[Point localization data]
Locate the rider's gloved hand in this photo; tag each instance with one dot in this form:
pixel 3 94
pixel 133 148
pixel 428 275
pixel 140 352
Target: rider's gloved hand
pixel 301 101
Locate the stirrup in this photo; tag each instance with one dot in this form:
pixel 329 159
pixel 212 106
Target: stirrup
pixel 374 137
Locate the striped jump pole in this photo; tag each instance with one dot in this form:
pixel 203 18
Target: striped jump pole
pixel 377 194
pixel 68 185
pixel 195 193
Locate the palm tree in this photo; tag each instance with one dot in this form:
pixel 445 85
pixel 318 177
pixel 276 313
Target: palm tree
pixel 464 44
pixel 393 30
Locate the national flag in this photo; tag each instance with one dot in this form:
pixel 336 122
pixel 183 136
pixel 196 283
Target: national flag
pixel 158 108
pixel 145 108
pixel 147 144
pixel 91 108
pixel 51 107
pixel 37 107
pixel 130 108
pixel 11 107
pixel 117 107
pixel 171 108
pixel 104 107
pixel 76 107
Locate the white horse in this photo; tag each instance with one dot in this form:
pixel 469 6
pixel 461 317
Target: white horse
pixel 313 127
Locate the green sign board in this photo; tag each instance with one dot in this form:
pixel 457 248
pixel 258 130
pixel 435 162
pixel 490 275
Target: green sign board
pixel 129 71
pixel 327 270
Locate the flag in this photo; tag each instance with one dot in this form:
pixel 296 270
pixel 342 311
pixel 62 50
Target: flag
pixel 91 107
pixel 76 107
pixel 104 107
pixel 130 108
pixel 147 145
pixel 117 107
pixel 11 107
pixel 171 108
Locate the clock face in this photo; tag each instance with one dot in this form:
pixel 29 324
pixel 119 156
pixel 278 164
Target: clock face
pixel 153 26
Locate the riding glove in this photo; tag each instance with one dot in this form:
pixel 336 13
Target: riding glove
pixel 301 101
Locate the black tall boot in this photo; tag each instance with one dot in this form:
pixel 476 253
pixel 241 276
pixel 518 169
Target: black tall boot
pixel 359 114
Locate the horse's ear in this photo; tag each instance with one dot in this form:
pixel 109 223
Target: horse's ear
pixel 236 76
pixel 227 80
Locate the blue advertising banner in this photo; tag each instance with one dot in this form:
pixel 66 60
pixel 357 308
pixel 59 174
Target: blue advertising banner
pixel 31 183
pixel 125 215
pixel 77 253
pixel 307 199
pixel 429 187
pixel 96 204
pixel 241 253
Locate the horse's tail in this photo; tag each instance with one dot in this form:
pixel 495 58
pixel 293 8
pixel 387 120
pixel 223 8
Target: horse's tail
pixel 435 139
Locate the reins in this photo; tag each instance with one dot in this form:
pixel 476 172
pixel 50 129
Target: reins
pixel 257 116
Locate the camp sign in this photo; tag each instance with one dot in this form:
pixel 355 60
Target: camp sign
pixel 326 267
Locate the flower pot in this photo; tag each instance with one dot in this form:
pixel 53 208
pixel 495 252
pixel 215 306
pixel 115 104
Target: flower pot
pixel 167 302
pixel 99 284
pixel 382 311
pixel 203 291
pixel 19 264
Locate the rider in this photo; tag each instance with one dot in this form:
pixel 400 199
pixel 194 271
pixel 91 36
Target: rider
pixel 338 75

(EXERCISE INSTRUCTIONS)
A verbatim copy of all the entries above is requested.

(WRITTEN ANSWER)
Locate the rider's gloved hand in this photo; tag each instance with one dot in this form:
pixel 3 94
pixel 133 148
pixel 428 275
pixel 140 352
Target: rider's gloved hand
pixel 301 101
Locate the stirrup in this photo; tag each instance with one dot in this form:
pixel 329 159
pixel 212 106
Target: stirrup
pixel 374 137
Locate the striped jump pole in this photo; tag each instance with one dot in this form:
pixel 203 18
Target: striped jump pole
pixel 377 194
pixel 68 185
pixel 195 193
Locate the palm tree in this photo; tag each instance with one dot in this form:
pixel 445 85
pixel 318 177
pixel 276 313
Target: palm tree
pixel 464 44
pixel 393 30
Locate the national flag in this photo; tag each instance with one dot in this form:
pixel 336 122
pixel 183 136
pixel 196 283
Target: national flag
pixel 158 108
pixel 145 108
pixel 147 144
pixel 91 108
pixel 51 107
pixel 37 107
pixel 130 108
pixel 11 107
pixel 117 107
pixel 171 108
pixel 104 107
pixel 76 107
Locate the white horse in this photo; tag each instance with one dot in this form:
pixel 469 6
pixel 461 317
Target: white horse
pixel 313 127
Locate the green sign board in this photo; tag each instance with one dot in this form:
pixel 457 248
pixel 258 130
pixel 435 162
pixel 490 275
Target: green sign board
pixel 129 71
pixel 327 270
Locate the flag in this photo; tag each instance with one dot in this form:
pixel 296 270
pixel 342 311
pixel 62 50
Target: flag
pixel 91 107
pixel 76 107
pixel 104 107
pixel 130 108
pixel 147 145
pixel 117 107
pixel 11 107
pixel 171 108
Locate the clock face in this photo; tag each instance with one dot in this form:
pixel 29 324
pixel 119 156
pixel 278 164
Target: clock face
pixel 153 26
Locate the riding glove in this photo; tag each instance with one dot in this form:
pixel 336 13
Target: riding glove
pixel 301 101
Locate the black tall boot in this photo; tag each instance with one dot in this form:
pixel 476 253
pixel 241 276
pixel 518 169
Target: black tall boot
pixel 359 114
Locate the horse's ear in this photo; tag each instance with one dot in this form:
pixel 109 223
Target: horse's ear
pixel 236 76
pixel 227 80
Locate the blue advertising banner in this photo; tag each instance with one dot in this form:
pixel 66 60
pixel 357 308
pixel 59 174
Target: blue advertising banner
pixel 31 183
pixel 125 215
pixel 77 253
pixel 307 199
pixel 429 187
pixel 96 204
pixel 241 253
Locate the horse's tail in this photo; tag each instance with one dot in this form:
pixel 495 58
pixel 293 8
pixel 387 120
pixel 223 8
Target: horse's tail
pixel 435 139
Locate the reins in this photo; tag each instance with one dot in this form:
pixel 476 172
pixel 50 129
Target: reins
pixel 257 116
Locate the camp sign in this photo; tag each instance with one dot in this form:
pixel 355 60
Target: camp sign
pixel 326 267
Locate the flower pot in this photo; tag each instance with one dot in this form:
pixel 53 208
pixel 495 252
pixel 215 306
pixel 115 104
Target: flower pot
pixel 167 302
pixel 99 284
pixel 382 311
pixel 203 291
pixel 19 264
Locate the rider in this photo; tag each instance with one dot in this form:
pixel 400 199
pixel 194 271
pixel 91 36
Target: rider
pixel 338 75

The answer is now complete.